TASK STATEMENT - Print the data below exactly, but only the lines from the one containing "Category: white window frame" down to the one containing "Category: gutter", inclusive.
EXERCISE MATERIALS START
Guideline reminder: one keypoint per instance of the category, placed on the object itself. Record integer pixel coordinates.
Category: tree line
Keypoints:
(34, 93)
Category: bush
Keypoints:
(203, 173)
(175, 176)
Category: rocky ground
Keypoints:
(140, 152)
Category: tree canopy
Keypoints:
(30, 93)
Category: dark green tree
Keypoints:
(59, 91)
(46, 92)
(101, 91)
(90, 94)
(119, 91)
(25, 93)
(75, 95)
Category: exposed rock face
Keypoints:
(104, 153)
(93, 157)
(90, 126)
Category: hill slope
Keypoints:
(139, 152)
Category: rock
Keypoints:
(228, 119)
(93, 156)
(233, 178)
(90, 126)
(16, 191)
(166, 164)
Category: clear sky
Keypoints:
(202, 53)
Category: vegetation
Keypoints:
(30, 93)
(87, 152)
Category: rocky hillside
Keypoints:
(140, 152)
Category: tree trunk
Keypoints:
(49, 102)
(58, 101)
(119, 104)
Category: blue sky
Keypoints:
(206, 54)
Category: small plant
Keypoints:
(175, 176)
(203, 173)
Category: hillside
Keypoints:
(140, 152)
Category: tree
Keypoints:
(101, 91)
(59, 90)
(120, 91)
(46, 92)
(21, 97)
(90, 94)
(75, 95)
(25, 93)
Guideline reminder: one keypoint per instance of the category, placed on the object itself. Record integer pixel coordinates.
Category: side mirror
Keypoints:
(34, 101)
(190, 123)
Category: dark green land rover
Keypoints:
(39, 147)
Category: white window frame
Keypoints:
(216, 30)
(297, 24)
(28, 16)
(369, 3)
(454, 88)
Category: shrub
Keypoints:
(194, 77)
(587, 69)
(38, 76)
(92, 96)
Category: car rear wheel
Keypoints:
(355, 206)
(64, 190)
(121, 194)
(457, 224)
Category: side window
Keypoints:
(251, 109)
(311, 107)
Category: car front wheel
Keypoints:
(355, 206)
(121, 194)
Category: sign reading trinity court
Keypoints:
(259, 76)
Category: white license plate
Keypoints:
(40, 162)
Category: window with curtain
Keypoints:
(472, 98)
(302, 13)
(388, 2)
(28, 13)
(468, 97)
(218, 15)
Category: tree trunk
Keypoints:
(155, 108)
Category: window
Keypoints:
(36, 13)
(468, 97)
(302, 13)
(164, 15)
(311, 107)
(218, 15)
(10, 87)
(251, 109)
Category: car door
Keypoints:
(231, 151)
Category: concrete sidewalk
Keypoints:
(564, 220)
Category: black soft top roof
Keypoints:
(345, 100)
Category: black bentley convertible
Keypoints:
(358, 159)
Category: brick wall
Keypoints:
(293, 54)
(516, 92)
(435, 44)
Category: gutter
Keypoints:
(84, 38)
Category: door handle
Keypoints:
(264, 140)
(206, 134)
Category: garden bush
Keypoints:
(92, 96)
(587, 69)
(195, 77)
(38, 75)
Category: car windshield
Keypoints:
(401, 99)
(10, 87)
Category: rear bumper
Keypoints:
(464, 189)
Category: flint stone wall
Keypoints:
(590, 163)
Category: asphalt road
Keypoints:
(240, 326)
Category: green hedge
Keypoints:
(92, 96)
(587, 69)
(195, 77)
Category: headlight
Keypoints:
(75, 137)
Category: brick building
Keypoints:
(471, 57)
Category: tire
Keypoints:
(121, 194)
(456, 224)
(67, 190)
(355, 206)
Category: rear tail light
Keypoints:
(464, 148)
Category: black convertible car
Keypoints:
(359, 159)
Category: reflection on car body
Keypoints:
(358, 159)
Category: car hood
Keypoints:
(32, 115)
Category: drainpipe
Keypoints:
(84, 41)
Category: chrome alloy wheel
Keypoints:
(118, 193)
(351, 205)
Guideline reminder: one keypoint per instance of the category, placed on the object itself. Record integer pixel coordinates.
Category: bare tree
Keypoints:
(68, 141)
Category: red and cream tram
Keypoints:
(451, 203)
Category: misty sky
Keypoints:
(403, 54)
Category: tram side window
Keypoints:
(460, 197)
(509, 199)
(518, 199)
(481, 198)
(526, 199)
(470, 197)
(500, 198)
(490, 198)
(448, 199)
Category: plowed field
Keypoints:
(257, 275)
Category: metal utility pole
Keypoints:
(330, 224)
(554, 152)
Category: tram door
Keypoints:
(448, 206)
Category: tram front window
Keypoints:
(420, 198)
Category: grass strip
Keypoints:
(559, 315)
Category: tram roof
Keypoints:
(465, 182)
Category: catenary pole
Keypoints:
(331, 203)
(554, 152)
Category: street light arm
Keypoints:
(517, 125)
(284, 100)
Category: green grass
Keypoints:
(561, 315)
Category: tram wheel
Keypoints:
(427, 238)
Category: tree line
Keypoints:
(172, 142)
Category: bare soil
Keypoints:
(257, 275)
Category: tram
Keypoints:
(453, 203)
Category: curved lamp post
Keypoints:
EXERCISE MATERIALS END
RESULT OF THE EXERCISE -
Category: white window frame
Keypoints:
(216, 30)
(297, 24)
(28, 16)
(369, 3)
(454, 88)
Category: shrub
Keypoints:
(194, 77)
(587, 69)
(38, 76)
(92, 96)
Category: car rear wheel
Keypoints:
(355, 206)
(64, 190)
(121, 194)
(457, 224)
Category: side window
Keypoints:
(251, 109)
(311, 107)
Category: car front wheel
Keypoints:
(355, 206)
(121, 194)
Category: sign reading trinity court
Keypoints:
(259, 76)
Category: white license plate
Keypoints:
(40, 162)
Category: window with curtain
Keypoints:
(472, 98)
(302, 13)
(388, 2)
(28, 13)
(468, 97)
(218, 15)
Category: tree trunk
Keypoints:
(155, 108)
Category: window
Keypoints:
(36, 13)
(468, 97)
(302, 13)
(164, 15)
(311, 107)
(218, 15)
(10, 87)
(251, 109)
Category: car door
Keypoints:
(231, 151)
Category: concrete sidewalk
Keypoints:
(564, 220)
Category: black soft top roof
Keypoints:
(345, 100)
Category: black bentley convertible
Keypoints:
(358, 159)
Category: brick wall
Keypoints:
(293, 54)
(516, 92)
(435, 44)
Category: gutter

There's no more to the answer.